■ What is required
Can you reproduce only the items from the line containing "trace --target=window --mode=segment" down to the line containing "[[[238,41],[338,102],[484,91],[487,0],[168,0],[181,25]]]", both ends included, with the requests unchanged and every coordinate in the answers scaled by 1.3 and rounded to a whole number, halves rounding up?

■ Material for this exercise
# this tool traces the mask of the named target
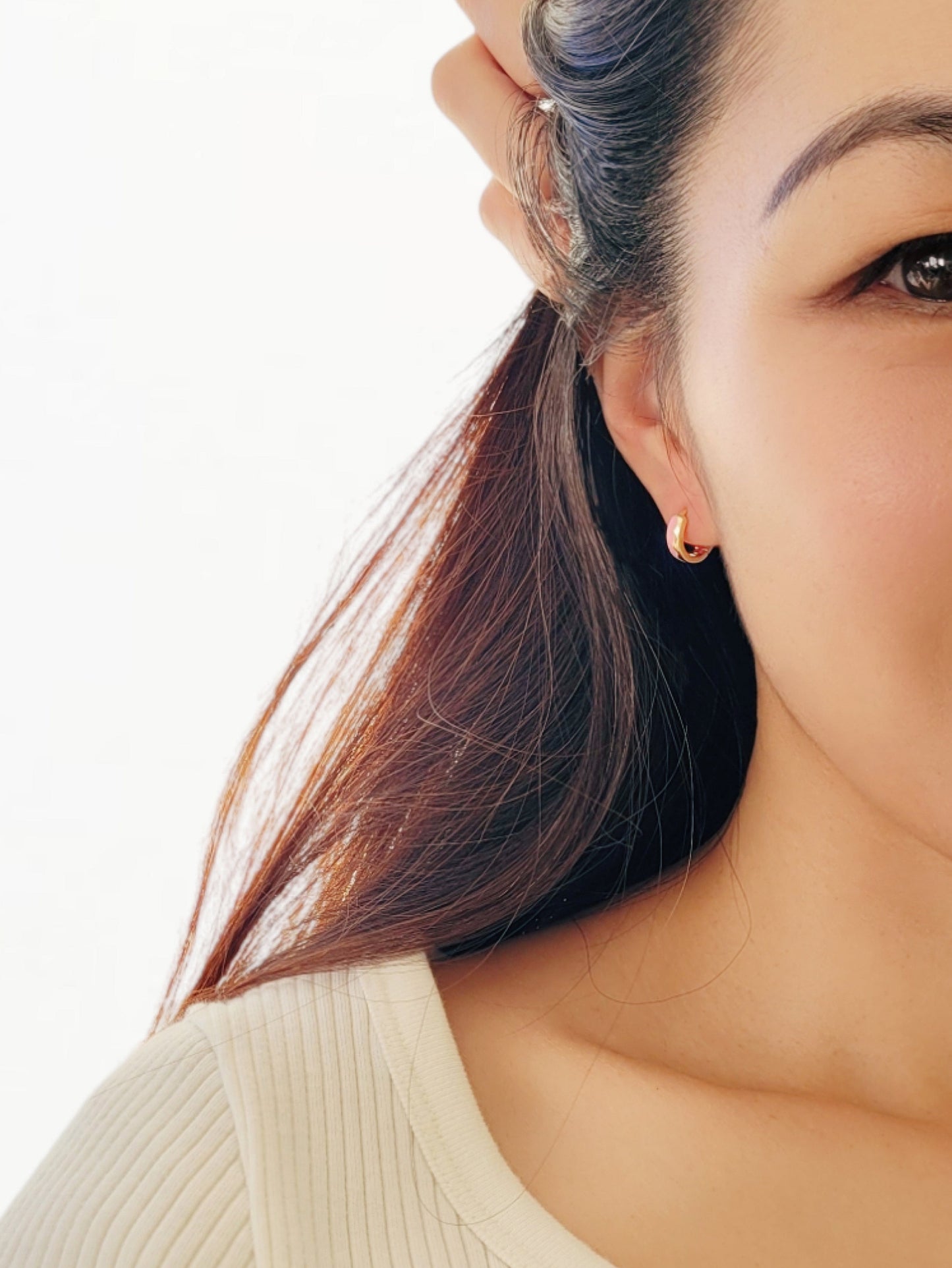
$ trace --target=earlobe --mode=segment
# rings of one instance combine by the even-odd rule
[[[616,341],[589,366],[605,424],[631,470],[654,498],[667,526],[687,510],[690,541],[717,545],[704,486],[663,420],[658,375],[645,337]]]

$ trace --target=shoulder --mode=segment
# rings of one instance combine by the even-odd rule
[[[0,1264],[80,1263],[254,1263],[231,1107],[188,1016],[94,1088],[0,1217]]]
[[[194,1004],[89,1094],[0,1215],[0,1265],[303,1262],[368,1184],[389,1084],[359,969]]]

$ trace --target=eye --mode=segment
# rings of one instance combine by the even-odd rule
[[[901,242],[871,265],[859,289],[876,283],[913,299],[952,303],[952,233]]]

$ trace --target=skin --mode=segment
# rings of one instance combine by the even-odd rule
[[[550,285],[499,162],[535,91],[518,8],[472,0],[434,94],[494,172],[487,226]],[[895,270],[830,299],[952,232],[952,145],[876,142],[762,208],[839,113],[952,94],[951,46],[948,0],[772,0],[685,204],[701,462],[666,444],[648,341],[596,366],[658,531],[687,507],[721,550],[757,663],[748,779],[660,889],[434,969],[505,1156],[619,1265],[948,1260],[952,304]]]

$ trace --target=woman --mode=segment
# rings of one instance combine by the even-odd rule
[[[952,9],[518,8],[434,89],[540,290],[4,1265],[952,1259]]]

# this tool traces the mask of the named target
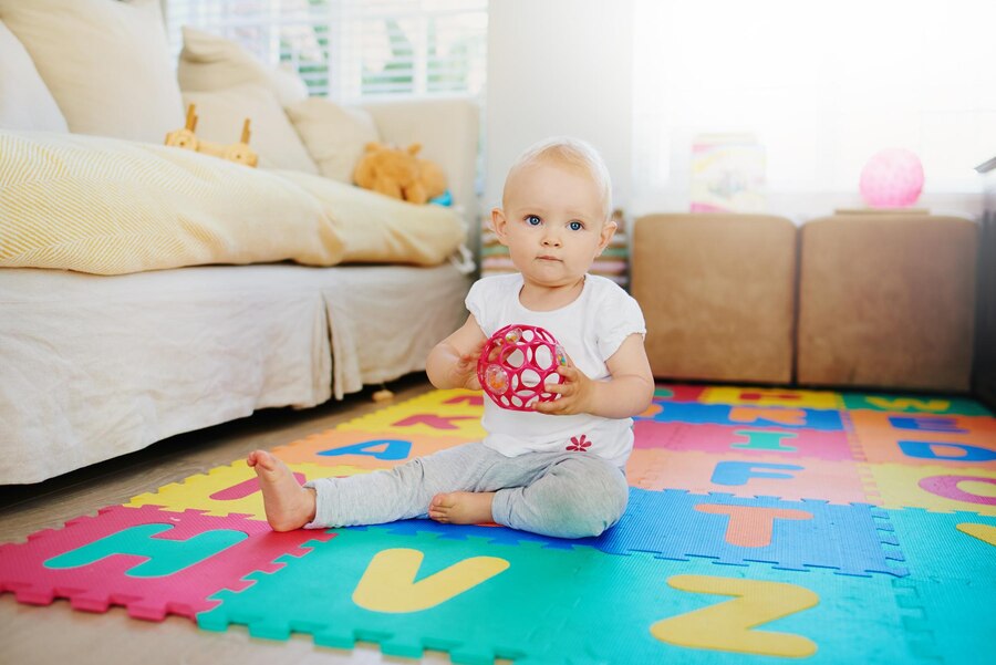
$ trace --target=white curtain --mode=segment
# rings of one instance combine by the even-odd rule
[[[686,209],[695,137],[737,133],[772,207],[860,205],[863,165],[903,147],[927,202],[971,211],[996,155],[994,27],[994,0],[636,0],[636,206]]]

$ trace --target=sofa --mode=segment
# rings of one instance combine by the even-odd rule
[[[478,110],[336,105],[158,0],[0,0],[0,485],[424,368],[466,311]],[[239,139],[259,166],[164,145]],[[454,205],[351,183],[423,145]]]
[[[647,215],[632,292],[654,375],[967,393],[978,225],[924,211],[806,220]]]

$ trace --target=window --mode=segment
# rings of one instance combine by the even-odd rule
[[[635,188],[687,189],[695,137],[754,136],[769,191],[853,193],[905,147],[924,193],[996,150],[992,0],[636,0]]]
[[[238,41],[338,102],[484,91],[487,0],[168,0],[181,25]]]

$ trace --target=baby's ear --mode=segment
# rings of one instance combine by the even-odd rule
[[[619,225],[612,221],[611,219],[605,220],[605,224],[602,225],[602,231],[599,238],[599,253],[609,247],[609,242],[612,240],[612,236],[615,235],[615,229],[619,228]]]
[[[505,210],[501,208],[491,208],[491,229],[501,245],[508,245],[505,236],[508,227],[508,218],[505,217]]]

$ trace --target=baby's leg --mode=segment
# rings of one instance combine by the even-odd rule
[[[496,522],[513,529],[584,538],[618,522],[629,497],[619,468],[592,455],[571,455],[535,482],[496,492],[491,513]]]
[[[304,487],[317,492],[314,520],[308,527],[382,524],[426,517],[437,493],[475,488],[491,455],[480,444],[465,444],[390,470],[307,482]]]

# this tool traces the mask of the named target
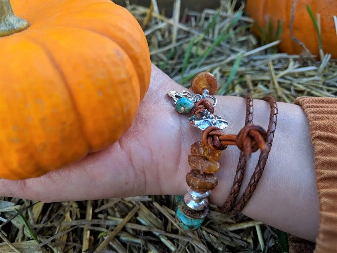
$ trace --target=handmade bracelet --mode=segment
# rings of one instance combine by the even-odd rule
[[[190,123],[203,130],[202,141],[192,144],[191,154],[188,156],[192,170],[186,176],[187,192],[176,199],[176,221],[180,227],[187,230],[199,227],[209,213],[208,198],[218,184],[214,173],[219,169],[221,150],[228,145],[236,145],[247,157],[259,149],[265,152],[269,149],[267,133],[261,127],[245,124],[237,135],[225,135],[222,132],[228,124],[213,114],[217,104],[213,95],[217,89],[217,82],[213,75],[199,73],[192,80],[191,88],[196,93],[194,96],[185,90],[167,93],[176,110],[184,114],[190,113]],[[213,104],[207,98],[213,100]]]
[[[245,125],[246,126],[253,123],[253,99],[250,94],[246,94],[244,97],[246,99],[246,114]],[[255,191],[256,186],[264,170],[269,152],[271,149],[274,136],[276,130],[277,120],[277,105],[275,100],[270,96],[265,96],[262,99],[268,102],[270,107],[269,123],[267,131],[267,145],[269,148],[265,150],[264,152],[262,152],[260,154],[258,161],[255,167],[254,173],[250,178],[249,184],[240,200],[235,206],[234,205],[243,180],[247,163],[246,157],[244,152],[241,151],[233,186],[223,206],[219,207],[219,210],[221,213],[236,214],[241,212]]]

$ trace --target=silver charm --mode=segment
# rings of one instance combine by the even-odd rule
[[[185,90],[181,92],[170,90],[167,92],[167,95],[170,100],[173,102],[173,105],[175,106],[177,104],[177,100],[182,97],[186,97],[186,99],[193,101],[193,103],[195,103],[193,99],[193,95],[187,91]]]
[[[214,115],[208,110],[202,111],[188,118],[193,126],[204,130],[209,126],[216,126],[221,130],[228,127],[228,122],[221,116]]]
[[[218,103],[216,98],[214,96],[210,95],[209,94],[208,90],[207,89],[205,89],[204,90],[202,95],[196,94],[193,96],[187,90],[184,90],[180,92],[170,90],[167,92],[167,95],[168,96],[168,98],[173,103],[173,105],[175,106],[177,104],[177,100],[182,97],[186,97],[192,101],[194,104],[203,99],[208,97],[213,100],[213,107],[215,107],[216,106]]]

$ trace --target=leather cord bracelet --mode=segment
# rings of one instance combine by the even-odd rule
[[[250,94],[246,94],[245,97],[247,100],[247,112],[245,124],[251,124],[253,121],[253,112],[252,99]],[[246,160],[243,154],[244,152],[241,152],[233,186],[231,189],[231,193],[224,205],[219,208],[219,211],[221,213],[228,213],[232,215],[237,214],[243,209],[250,199],[253,193],[255,190],[266,166],[269,153],[273,144],[275,130],[276,130],[277,120],[277,105],[276,101],[271,96],[268,96],[264,97],[262,99],[268,102],[270,107],[269,123],[267,131],[267,146],[268,148],[262,150],[257,164],[250,178],[249,184],[238,203],[234,206],[242,184],[246,163]]]
[[[179,227],[187,230],[198,228],[210,212],[208,198],[218,183],[215,173],[220,167],[218,161],[222,151],[229,145],[237,146],[241,152],[236,176],[237,179],[235,178],[232,187],[234,190],[228,197],[228,208],[234,206],[236,200],[247,161],[251,153],[259,149],[261,150],[260,165],[255,169],[241,202],[233,210],[237,213],[243,208],[256,188],[263,172],[265,160],[266,162],[266,158],[268,158],[272,142],[272,137],[271,139],[270,136],[272,133],[273,136],[276,125],[275,120],[275,128],[273,129],[270,124],[269,130],[270,131],[266,132],[261,126],[252,124],[253,101],[251,96],[247,94],[245,96],[247,111],[245,126],[237,135],[225,134],[222,130],[228,127],[227,122],[221,116],[213,114],[217,104],[216,99],[213,95],[217,89],[215,77],[209,73],[200,73],[192,80],[191,89],[196,95],[193,96],[187,90],[180,92],[170,91],[167,93],[176,110],[183,114],[190,114],[188,120],[190,124],[203,130],[201,141],[191,146],[191,154],[188,156],[188,162],[192,169],[186,176],[187,192],[176,199],[176,221]],[[213,103],[207,99],[212,99]],[[276,115],[276,103],[275,106],[274,115]],[[271,142],[269,141],[271,139]]]

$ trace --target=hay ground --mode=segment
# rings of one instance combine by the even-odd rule
[[[218,80],[219,94],[271,94],[288,103],[300,96],[336,96],[337,69],[329,55],[315,61],[278,52],[277,29],[269,41],[258,39],[244,6],[234,8],[236,1],[222,1],[219,10],[184,10],[182,18],[165,17],[155,0],[149,8],[126,2],[144,29],[152,62],[182,85],[188,87],[206,71]],[[174,13],[180,12],[180,2],[175,1]],[[201,229],[181,231],[175,205],[168,195],[49,203],[2,197],[0,252],[92,252],[104,245],[102,252],[281,252],[279,242],[284,240],[278,234],[284,233],[241,214],[222,214],[213,205]]]

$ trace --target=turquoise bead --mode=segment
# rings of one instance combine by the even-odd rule
[[[184,197],[184,196],[181,196],[181,195],[176,195],[175,196],[174,199],[176,200],[176,203],[178,203]]]
[[[186,97],[181,97],[177,101],[176,110],[183,114],[188,113],[194,107],[194,103]]]
[[[204,222],[205,218],[201,219],[191,219],[181,212],[181,208],[179,206],[180,204],[180,203],[178,204],[175,214],[176,222],[177,224],[184,230],[191,231],[198,228]]]

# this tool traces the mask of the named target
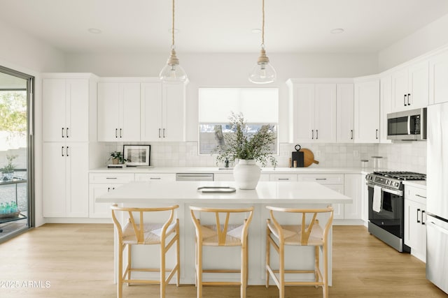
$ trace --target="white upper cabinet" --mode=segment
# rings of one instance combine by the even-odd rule
[[[44,74],[43,140],[88,142],[94,113],[96,81],[90,74]],[[93,110],[90,107],[93,103]]]
[[[185,140],[184,83],[141,84],[141,140]]]
[[[98,140],[140,140],[140,83],[98,83]]]
[[[448,50],[429,59],[429,104],[448,101]]]
[[[355,83],[355,142],[379,142],[379,80]]]
[[[382,77],[379,80],[379,142],[391,143],[387,140],[387,114],[392,105],[392,77],[390,75]]]
[[[353,143],[354,140],[354,93],[353,84],[336,86],[336,139],[338,143]]]
[[[288,84],[292,142],[335,142],[336,84]]]
[[[392,111],[399,112],[428,105],[429,64],[416,63],[392,73]]]

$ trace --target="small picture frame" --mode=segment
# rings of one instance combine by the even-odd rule
[[[150,145],[123,145],[123,156],[130,167],[149,166]]]

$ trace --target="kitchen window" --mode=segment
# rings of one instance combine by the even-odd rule
[[[222,143],[223,135],[232,133],[229,126],[232,112],[242,113],[251,132],[263,125],[274,126],[278,135],[279,89],[270,87],[214,87],[199,89],[199,154],[210,154]],[[272,154],[278,152],[278,138]]]

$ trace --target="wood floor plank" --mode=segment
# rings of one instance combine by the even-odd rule
[[[444,297],[425,277],[425,265],[400,253],[362,226],[333,228],[330,297]],[[47,224],[0,244],[0,297],[115,297],[113,226]],[[8,283],[8,284],[7,284]],[[18,288],[11,288],[18,285]],[[321,297],[321,289],[287,287],[287,297]],[[237,286],[205,286],[204,297],[237,297]],[[125,297],[158,297],[158,285],[123,288]],[[195,297],[191,285],[169,285],[167,297]],[[250,285],[248,297],[277,297],[276,287]]]

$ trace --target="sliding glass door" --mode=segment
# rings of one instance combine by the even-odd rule
[[[0,66],[0,242],[34,225],[33,87]]]

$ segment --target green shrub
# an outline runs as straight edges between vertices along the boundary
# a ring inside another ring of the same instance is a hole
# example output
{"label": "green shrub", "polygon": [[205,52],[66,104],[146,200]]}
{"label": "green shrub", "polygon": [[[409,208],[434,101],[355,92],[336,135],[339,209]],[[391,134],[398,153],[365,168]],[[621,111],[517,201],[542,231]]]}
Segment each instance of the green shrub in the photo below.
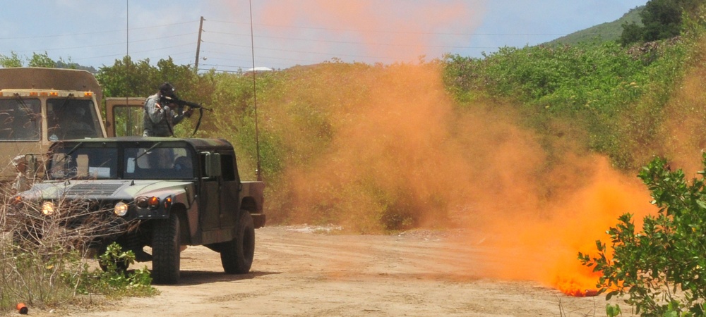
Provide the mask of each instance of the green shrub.
{"label": "green shrub", "polygon": [[[706,154],[702,163],[706,168]],[[661,158],[643,168],[639,176],[652,192],[659,213],[645,216],[639,231],[632,215],[622,215],[608,230],[610,247],[597,240],[597,256],[580,253],[579,259],[602,273],[597,286],[607,292],[606,299],[626,296],[625,302],[642,316],[704,316],[704,178],[687,182],[681,170],[671,171]]]}

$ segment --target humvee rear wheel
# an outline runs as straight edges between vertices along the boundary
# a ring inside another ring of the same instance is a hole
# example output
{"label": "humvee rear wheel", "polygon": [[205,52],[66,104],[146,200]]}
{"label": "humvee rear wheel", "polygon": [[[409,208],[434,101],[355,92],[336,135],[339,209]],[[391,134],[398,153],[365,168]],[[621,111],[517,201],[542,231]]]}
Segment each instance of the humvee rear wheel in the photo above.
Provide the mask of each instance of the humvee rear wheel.
{"label": "humvee rear wheel", "polygon": [[255,256],[255,226],[247,211],[241,211],[238,232],[232,240],[225,242],[221,250],[221,263],[228,274],[245,274],[250,271]]}
{"label": "humvee rear wheel", "polygon": [[156,284],[176,284],[179,279],[179,217],[155,222],[152,232],[152,280]]}

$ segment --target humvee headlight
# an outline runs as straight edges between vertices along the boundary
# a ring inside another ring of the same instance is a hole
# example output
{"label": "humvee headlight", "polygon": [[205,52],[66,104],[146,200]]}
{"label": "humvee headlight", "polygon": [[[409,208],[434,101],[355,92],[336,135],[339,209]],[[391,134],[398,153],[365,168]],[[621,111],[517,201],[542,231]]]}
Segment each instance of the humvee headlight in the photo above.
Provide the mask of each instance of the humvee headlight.
{"label": "humvee headlight", "polygon": [[150,200],[147,201],[147,204],[150,205],[150,208],[156,208],[160,206],[160,199],[159,197],[150,197]]}
{"label": "humvee headlight", "polygon": [[119,217],[122,217],[128,213],[128,204],[120,201],[115,204],[113,212]]}
{"label": "humvee headlight", "polygon": [[54,214],[54,202],[52,201],[44,201],[42,204],[42,213],[45,216],[50,216]]}

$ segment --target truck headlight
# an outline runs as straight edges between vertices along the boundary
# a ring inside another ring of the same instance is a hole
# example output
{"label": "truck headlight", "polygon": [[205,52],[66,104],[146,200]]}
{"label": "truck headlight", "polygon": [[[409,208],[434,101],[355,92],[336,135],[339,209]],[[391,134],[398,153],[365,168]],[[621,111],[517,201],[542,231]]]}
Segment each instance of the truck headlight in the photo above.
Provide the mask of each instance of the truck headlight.
{"label": "truck headlight", "polygon": [[53,201],[44,201],[42,204],[42,213],[44,216],[54,214],[54,206]]}
{"label": "truck headlight", "polygon": [[122,201],[116,204],[113,212],[119,217],[126,215],[128,213],[128,204]]}

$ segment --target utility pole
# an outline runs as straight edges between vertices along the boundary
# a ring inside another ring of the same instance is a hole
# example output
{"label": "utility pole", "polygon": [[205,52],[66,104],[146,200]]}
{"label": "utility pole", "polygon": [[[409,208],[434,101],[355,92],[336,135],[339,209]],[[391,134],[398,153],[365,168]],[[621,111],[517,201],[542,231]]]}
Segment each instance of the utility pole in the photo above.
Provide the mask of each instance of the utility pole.
{"label": "utility pole", "polygon": [[198,52],[201,50],[201,32],[203,31],[203,17],[198,23],[198,40],[196,41],[196,61],[193,62],[193,73],[198,73]]}

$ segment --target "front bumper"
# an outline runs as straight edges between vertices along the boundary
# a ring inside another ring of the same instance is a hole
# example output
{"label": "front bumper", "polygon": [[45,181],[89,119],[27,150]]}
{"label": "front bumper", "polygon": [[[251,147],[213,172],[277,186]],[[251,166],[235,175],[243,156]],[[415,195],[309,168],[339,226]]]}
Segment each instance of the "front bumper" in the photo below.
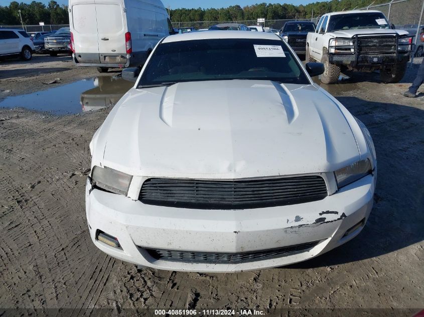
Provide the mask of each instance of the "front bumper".
{"label": "front bumper", "polygon": [[329,53],[330,63],[353,67],[379,66],[407,62],[409,53],[397,54],[358,54]]}
{"label": "front bumper", "polygon": [[[155,268],[234,272],[286,265],[324,253],[357,235],[372,207],[375,177],[368,175],[322,200],[240,210],[205,210],[146,205],[92,189],[87,181],[86,209],[90,235],[103,252]],[[121,249],[96,239],[97,230],[116,237]],[[246,252],[320,242],[280,257],[237,263],[157,259],[145,248],[205,252]]]}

■ Final result
$ trace --target=window --mode=segment
# rings of one instance combine by the even-odd rule
[[[826,244],[893,246],[904,178],[980,177],[1000,248],[1109,251],[1177,191],[1201,251],[1295,195],[1290,0],[827,0]]]
[[[309,53],[439,133],[629,118],[633,0],[218,0],[235,33]]]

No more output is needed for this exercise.